**REQUIRED WORK:** Format every line below as a Markdown table with two columns, "Row" and "Line text," numbering the rows in order and omitting any blank lines.

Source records
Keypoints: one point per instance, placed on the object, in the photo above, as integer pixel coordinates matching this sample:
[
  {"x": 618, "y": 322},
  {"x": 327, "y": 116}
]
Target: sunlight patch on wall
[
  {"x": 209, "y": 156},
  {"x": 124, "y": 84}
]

**RIGHT ANSWER:**
| Row | Line text |
|---|---|
| 1 | Keypoints: one point per instance, placed on the object, in the photo above, as integer pixel coordinates matching this sample: |
| 2 | [ |
| 3 |   {"x": 618, "y": 322}, |
| 4 |   {"x": 327, "y": 116} |
| 5 | ] |
| 6 | Target: sunlight patch on wall |
| 7 | [ |
| 8 |   {"x": 209, "y": 156}, |
| 9 |   {"x": 124, "y": 84} |
| 10 | ] |